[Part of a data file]
══════

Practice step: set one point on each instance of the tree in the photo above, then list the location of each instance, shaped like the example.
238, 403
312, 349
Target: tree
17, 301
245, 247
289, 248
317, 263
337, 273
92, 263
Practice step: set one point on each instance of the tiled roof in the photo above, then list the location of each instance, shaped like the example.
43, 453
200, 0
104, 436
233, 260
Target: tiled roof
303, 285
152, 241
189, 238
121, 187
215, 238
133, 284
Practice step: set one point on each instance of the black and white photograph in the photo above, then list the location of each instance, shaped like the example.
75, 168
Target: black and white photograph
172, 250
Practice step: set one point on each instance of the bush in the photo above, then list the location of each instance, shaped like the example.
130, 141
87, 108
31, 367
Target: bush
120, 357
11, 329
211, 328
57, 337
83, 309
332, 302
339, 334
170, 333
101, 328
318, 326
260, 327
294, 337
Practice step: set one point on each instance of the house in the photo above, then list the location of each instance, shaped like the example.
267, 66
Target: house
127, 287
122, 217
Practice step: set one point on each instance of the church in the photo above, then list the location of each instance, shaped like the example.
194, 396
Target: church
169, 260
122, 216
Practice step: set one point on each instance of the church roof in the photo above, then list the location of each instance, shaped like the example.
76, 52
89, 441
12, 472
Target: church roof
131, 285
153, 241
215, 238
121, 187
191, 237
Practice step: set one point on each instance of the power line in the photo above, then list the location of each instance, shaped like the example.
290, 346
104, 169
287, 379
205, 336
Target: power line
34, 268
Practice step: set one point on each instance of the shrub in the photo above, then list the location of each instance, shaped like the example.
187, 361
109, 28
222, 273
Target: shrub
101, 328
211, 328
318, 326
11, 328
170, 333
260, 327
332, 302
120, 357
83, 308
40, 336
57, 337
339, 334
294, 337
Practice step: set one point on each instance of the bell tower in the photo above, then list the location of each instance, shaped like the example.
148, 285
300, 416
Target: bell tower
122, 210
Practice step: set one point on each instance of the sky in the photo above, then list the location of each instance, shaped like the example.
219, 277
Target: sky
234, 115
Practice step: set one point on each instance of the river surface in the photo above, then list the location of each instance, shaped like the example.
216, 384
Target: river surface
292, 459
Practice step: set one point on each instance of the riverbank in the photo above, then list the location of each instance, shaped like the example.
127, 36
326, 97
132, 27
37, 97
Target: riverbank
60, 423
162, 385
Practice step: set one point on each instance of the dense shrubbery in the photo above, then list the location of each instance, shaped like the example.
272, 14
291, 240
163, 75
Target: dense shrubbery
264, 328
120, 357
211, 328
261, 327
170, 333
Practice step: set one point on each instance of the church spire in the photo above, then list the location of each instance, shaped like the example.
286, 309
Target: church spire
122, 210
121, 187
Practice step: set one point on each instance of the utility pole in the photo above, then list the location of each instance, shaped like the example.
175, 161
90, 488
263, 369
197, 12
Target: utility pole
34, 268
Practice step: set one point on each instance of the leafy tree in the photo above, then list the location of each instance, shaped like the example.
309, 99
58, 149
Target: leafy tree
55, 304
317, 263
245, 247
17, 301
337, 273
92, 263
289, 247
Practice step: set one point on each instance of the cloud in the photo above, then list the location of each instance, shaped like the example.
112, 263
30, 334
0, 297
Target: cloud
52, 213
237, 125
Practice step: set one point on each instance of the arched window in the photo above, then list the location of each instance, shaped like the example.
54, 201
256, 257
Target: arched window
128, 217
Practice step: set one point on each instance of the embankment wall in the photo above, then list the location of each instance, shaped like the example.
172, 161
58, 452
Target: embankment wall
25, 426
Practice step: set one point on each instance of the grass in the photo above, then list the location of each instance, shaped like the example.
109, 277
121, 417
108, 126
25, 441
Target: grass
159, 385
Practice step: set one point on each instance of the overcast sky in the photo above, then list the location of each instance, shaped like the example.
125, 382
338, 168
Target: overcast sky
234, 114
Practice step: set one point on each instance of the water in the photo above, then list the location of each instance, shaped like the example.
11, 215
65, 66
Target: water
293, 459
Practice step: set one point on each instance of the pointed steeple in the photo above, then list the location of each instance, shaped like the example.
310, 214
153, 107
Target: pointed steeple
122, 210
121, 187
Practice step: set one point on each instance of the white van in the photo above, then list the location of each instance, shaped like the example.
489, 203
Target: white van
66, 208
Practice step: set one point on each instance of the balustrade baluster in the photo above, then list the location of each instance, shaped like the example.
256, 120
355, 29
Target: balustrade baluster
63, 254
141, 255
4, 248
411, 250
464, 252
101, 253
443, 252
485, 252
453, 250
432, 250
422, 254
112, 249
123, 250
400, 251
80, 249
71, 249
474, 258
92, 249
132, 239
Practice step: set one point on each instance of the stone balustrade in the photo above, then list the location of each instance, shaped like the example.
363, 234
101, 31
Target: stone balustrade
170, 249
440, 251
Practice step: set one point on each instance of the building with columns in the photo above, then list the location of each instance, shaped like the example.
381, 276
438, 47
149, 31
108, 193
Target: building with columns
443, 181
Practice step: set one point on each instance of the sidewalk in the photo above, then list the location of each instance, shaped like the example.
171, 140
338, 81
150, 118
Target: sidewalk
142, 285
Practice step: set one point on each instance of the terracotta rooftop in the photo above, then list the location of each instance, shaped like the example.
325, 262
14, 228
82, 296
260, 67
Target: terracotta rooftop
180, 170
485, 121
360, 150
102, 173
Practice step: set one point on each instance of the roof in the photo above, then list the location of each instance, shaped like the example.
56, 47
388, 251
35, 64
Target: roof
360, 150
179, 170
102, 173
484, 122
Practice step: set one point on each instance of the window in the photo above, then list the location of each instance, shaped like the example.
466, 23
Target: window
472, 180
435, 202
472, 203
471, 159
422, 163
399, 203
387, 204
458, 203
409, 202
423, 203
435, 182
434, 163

══════

**TASK REQUIREMENTS**
Repeat exactly, and only, the lines of the records above, starting with the line that contains "Practice step: set one point on each instance of the sidewalk" and ending with the final line, both included.

**EXPECTED OUTPUT**
Practice step: set one point on each instance of the sidewalk in the photo above, then list the location of each instance, shaped like the example.
171, 140
338, 81
150, 118
Target: sidewalk
142, 285
Practice step: set one point on each instance of the terracotta rooftop in the photo above, then list the location of each instance, shaped like the example.
325, 262
14, 228
82, 296
260, 67
Target: terracotta rooftop
180, 170
485, 121
360, 150
102, 173
Practice step: set one point on each instance of the roof in the photo above, then list the location of each instance, shaped like the example.
56, 47
388, 251
35, 64
Target: roof
360, 150
179, 170
102, 173
484, 122
Practice step: set one point on each instance of the window in the photo above, then list the location of each instance, shaped like the example.
466, 23
Target: window
472, 180
435, 202
472, 203
471, 159
422, 163
399, 203
387, 204
458, 203
409, 202
423, 203
435, 182
434, 163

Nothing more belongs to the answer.